Kur’an-ı
kerim değişmemiştir
İbni Sebeciler, “Kur’anı
ilk üç halife değiştirdi” diyorlar. “Ben bir resulüm” diyen Reşat Halife
de, Tevbe suresinin son iki âyeti değişti diyor. Bunlara nasıl cevap
verebiliriz? CEVAP Kur’an-ı kerime inanan
insan böyle bir iddiada bulunamaz. Çünkü Kur’an-ı kerimde buyuruluyor
ki: (Rabbinin sözü doğruluk ve adaletle tamamlandı. Onun sözlerini [Kur’anı] değiştirebilecek [hiçbir şey, hiçbir kuvvet]
yoktur.) [Enam 115] (Kur’anı biz indirdik, elbette yine onu biz koruyacağız.) [Hicr 9] (Kulumuza
[Resule] indirdiğimizden
[Allah’tan geldiğinden] bir şüpheniz
varsa, iddianızda doğru iseniz, Allah’tan gayri şahitlerinizi [bilginlerinizi]
de yardıma çağırıp, haydi onun benzeri bir
sure meydana getirin! Bunu yapamazsınız, asla yapamayacaksınız da.)
[Bekara 23, 24] (De ki: Bu Kur’anın bir benzerini ortaya koymak üzere insanlar
ve cinler toplanıp, birbirine destek de olsalar, yemin olsun ki yine
de benzerini ortaya koyamazlar.)
[İsra 88] [14 asır geçtiği halde, birçok din düşmanı, hâşâ Allah’ı yalancı
çıkarmak için uğraşmışsa da bunu yapamadılar.] (Eğer Kur’an, Allah’tan başkasından gelmiş olsaydı, içinde
pek çok tutarsızlık [tenakuz, çelişki]
bulunurdu. Bunu düşünemiyor musunuz?)

——

→ Görevler
a: Metinde “İbni Sebeciler” diye başlayan paragrafı ana bilgilerini koruyarak kısa maddeler hâlinde yeniden yazın.
b: Metne göre Reşat Halife hangi surenin son iki âyetinin değiştiğini söylüyor?
c: Lütfen metnin “[Bekara 23, 24]” sözleriyle başlayan ve “benzerini ortaya koyamazlar.)” sözleriyle biten bölümünü, bu son sözler de dahil olmak üzere aynen yazıya geçirin.

→ Gösterilen Malzeme
——

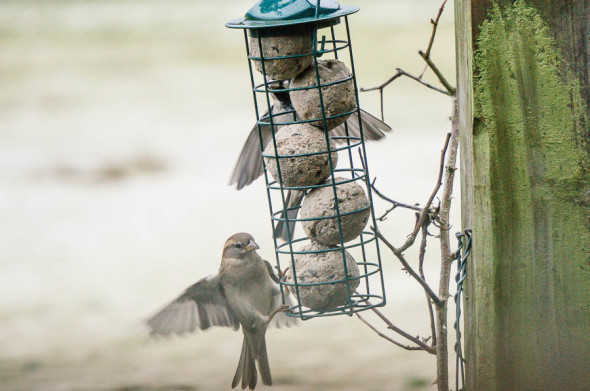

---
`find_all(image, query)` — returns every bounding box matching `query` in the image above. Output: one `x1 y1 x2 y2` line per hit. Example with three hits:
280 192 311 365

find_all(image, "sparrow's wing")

——

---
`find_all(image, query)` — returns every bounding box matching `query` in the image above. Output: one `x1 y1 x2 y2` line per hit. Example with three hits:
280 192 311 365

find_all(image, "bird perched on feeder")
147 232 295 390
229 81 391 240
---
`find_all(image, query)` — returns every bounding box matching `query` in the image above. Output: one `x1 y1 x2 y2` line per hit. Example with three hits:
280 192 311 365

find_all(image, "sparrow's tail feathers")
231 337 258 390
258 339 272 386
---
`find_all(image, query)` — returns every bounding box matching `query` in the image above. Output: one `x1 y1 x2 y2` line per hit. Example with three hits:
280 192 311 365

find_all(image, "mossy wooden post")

——

→ Alıştırma Yanıtları
a:
- İbni Sebeciler, Kur’an’ı ilk üç halifenin değiştirdiğini söylüyor. Kendini resul olarak tanıtan Reşat Halife ise Tevbe suresinin son iki âyetinin değiştiğini iddia ediyor.
- Cevaba göre Kur’an’a inanan bir insan böyle bir iddiada bulunamaz.
- Enam 115: Rabbin sözü doğruluk ve adaletle tamamlanmıştır. Onu değiştirebilecek hiçbir şey yoktur.
- Hicr 9: Kur’an’ı indiren, onu koruyacaktır.
- Bekara 23, 24 ve İsra 88: İnsanlar ve cinler bir araya gelip birbirine destek olsalar da Kur’an’ın benzerini ortaya koyamazlar.
- 14 asırdır birçok din düşmanı uğraşmış, ama bunu başaramamıştır.
- Kur’an Allah’tan başkasından gelseydi, içinde pek çok tutarsızlık bulunurdu.

b: Tevbe suresinin.

c:
[Bekara 23, 24] (De ki: Bu Kur’anın bir benzerini ortaya koymak üzere insanlar
ve cinler toplanıp, birbirine destek de olsalar, yemin olsun ki yine
de benzerini ortaya koyamazlar.)